| Task objective |
Pick out every line below that contains the word "background" and copy each one.

-- begin Records --

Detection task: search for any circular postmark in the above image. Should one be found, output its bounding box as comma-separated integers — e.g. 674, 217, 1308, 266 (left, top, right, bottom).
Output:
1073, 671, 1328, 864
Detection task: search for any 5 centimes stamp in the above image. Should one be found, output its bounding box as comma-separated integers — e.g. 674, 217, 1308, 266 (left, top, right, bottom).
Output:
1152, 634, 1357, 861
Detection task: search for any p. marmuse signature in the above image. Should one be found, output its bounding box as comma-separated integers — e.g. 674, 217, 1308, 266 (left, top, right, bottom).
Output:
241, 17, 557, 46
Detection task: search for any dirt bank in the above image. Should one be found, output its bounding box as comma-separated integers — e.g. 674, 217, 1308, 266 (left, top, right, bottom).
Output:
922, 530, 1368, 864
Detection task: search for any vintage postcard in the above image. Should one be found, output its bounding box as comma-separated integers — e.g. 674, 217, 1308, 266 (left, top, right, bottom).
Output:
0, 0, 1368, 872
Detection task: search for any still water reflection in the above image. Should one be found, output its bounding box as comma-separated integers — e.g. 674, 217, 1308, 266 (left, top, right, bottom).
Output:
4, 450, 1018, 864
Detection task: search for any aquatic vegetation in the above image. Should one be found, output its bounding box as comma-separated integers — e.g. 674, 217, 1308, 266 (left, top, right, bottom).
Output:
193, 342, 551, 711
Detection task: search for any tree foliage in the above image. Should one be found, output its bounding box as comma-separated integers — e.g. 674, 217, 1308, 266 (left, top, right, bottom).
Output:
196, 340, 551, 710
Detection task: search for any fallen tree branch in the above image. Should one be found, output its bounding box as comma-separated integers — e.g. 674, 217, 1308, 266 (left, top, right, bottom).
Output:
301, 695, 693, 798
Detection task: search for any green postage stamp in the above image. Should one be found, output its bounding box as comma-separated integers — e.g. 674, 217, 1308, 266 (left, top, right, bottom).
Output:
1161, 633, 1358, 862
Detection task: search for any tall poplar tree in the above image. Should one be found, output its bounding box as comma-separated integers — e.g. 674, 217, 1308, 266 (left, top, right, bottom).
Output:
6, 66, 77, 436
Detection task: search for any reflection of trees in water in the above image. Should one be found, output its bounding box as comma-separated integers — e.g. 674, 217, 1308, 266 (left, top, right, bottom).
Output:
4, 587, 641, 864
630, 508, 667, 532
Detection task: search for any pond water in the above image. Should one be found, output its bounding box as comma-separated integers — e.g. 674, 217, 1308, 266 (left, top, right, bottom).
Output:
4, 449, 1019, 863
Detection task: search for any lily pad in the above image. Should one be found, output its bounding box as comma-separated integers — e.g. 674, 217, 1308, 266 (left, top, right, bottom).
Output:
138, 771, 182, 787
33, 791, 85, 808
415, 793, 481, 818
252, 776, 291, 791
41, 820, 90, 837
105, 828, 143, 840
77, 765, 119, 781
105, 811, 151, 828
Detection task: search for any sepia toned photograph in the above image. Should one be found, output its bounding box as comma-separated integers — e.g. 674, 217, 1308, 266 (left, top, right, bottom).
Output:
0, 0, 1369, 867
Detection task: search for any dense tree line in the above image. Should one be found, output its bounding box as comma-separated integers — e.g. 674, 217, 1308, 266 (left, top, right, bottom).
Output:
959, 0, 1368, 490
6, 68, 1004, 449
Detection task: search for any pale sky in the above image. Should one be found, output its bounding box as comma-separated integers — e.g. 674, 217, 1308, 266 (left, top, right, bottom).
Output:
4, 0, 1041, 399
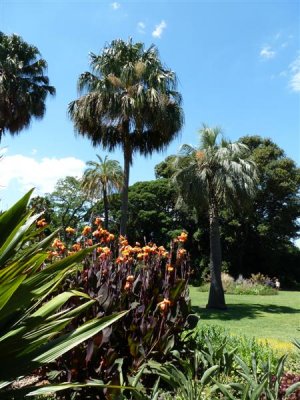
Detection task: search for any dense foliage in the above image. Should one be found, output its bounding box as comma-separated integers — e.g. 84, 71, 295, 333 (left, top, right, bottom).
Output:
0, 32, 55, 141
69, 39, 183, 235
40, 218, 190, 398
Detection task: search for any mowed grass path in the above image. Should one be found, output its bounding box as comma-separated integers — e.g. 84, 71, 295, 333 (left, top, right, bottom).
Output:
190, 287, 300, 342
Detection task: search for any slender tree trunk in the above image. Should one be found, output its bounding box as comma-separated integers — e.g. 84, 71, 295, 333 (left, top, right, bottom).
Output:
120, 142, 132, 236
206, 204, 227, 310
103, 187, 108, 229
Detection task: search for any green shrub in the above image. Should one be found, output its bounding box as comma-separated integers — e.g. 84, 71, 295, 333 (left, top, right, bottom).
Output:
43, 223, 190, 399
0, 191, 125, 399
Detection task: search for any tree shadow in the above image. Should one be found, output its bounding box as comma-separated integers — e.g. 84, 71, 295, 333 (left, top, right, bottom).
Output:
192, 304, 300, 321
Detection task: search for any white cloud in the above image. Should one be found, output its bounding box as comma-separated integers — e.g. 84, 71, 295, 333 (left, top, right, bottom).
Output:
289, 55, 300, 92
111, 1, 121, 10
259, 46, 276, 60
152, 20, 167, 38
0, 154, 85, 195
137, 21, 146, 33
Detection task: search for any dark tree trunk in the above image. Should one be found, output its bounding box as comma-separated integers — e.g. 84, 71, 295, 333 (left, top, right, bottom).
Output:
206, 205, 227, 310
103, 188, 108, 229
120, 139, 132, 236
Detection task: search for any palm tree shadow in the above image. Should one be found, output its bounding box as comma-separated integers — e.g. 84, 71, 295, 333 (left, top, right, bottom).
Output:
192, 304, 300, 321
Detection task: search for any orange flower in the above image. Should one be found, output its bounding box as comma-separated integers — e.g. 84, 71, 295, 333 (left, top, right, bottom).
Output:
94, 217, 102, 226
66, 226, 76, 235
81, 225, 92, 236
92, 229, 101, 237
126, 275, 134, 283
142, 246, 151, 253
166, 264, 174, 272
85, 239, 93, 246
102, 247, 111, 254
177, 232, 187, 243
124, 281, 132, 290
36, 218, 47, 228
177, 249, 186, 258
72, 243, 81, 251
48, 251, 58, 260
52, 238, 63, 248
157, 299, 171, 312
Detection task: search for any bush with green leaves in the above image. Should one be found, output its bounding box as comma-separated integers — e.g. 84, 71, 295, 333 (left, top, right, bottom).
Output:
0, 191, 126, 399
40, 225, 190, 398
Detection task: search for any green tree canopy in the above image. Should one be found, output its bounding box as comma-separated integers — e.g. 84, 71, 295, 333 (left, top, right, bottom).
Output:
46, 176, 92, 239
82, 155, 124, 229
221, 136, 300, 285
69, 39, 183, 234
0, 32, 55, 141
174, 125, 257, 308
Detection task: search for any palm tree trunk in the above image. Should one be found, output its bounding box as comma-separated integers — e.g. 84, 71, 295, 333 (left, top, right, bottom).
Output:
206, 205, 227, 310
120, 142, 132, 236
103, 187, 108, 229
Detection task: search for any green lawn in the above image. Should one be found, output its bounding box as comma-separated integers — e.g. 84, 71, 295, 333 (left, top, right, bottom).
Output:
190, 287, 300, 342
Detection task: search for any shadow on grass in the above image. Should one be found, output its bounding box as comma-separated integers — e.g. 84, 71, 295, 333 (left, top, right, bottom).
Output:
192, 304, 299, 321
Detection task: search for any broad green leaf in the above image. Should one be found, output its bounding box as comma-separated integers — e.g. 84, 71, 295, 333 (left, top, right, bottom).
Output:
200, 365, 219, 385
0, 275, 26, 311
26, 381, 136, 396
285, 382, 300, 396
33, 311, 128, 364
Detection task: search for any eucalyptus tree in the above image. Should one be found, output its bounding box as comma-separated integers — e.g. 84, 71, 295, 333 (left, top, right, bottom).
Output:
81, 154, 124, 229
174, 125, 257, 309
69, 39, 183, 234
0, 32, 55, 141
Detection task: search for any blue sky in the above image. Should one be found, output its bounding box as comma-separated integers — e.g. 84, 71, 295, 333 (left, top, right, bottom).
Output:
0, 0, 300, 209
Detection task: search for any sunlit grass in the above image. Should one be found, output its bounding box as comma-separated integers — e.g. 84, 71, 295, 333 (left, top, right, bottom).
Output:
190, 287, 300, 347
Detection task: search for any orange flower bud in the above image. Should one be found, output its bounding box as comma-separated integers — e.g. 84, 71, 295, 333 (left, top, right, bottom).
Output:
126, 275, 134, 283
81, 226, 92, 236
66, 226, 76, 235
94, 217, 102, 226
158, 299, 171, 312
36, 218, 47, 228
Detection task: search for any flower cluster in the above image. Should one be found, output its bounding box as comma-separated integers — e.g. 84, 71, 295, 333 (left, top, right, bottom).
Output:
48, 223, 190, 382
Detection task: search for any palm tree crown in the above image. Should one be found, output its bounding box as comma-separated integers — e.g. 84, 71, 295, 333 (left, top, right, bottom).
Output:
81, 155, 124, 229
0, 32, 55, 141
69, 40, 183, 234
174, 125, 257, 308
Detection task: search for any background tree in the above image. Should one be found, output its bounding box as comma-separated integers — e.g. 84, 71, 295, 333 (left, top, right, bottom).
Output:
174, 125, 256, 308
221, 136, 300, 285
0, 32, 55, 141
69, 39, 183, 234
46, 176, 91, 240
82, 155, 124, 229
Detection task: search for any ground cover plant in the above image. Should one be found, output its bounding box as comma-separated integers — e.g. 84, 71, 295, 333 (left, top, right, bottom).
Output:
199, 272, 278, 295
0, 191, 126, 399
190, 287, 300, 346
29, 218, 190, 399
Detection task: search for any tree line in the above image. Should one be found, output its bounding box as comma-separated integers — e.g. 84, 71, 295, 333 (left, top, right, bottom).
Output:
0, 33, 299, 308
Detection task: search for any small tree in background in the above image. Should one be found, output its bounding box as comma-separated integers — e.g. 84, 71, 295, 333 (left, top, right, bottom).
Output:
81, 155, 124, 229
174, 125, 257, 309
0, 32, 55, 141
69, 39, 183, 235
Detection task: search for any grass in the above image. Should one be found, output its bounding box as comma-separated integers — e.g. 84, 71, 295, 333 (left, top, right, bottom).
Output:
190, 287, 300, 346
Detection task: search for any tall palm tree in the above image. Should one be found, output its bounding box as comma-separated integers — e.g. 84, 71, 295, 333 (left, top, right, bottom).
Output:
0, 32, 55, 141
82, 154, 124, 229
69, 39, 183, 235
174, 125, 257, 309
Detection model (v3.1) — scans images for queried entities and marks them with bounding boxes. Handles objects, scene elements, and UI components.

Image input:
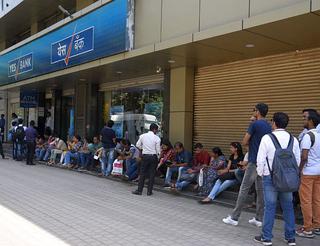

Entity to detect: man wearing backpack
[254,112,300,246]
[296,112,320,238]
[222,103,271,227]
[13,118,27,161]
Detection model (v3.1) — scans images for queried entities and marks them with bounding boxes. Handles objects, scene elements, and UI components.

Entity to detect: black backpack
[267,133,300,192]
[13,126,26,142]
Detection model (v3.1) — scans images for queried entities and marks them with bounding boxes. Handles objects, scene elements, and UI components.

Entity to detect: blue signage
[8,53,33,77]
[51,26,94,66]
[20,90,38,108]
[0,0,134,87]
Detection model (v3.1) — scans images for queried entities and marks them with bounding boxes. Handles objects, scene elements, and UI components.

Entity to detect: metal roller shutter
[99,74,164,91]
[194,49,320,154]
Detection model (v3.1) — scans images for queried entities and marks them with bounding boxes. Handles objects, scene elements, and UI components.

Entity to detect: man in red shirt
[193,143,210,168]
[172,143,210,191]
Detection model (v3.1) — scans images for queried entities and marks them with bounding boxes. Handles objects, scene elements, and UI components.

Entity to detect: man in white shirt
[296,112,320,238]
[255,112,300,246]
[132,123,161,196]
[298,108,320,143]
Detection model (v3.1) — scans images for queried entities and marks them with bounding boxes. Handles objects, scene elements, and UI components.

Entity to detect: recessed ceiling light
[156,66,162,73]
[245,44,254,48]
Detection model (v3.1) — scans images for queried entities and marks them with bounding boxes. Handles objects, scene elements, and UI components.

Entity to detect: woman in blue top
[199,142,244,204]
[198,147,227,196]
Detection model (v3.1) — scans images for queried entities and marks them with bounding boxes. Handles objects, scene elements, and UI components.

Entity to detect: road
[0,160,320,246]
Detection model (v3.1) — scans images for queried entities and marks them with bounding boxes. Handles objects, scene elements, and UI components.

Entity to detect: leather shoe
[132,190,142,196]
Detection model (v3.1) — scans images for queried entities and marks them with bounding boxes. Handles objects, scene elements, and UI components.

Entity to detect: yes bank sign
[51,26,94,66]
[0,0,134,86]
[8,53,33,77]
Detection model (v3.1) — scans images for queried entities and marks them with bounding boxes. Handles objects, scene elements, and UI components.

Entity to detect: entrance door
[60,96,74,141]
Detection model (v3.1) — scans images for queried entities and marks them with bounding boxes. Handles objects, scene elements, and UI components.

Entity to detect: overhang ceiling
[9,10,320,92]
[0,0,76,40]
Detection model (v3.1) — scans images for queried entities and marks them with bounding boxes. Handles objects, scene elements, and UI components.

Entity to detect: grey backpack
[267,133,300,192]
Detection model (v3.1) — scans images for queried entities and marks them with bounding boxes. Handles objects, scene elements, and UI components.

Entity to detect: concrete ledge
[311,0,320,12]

-- end Records --

| The reply |
Detection task: search for any background tree in the above image. Should one be found, output its bounding box as comma-separated integers — e.g. 84, 71, 295, 333 (left, top, right, bottom).
Detection task: search for any small tree in background in the above image. Should one be found, output its bounding box as comma-separated integers — e.g. 84, 71, 295, 333 (left, top, right, bottom).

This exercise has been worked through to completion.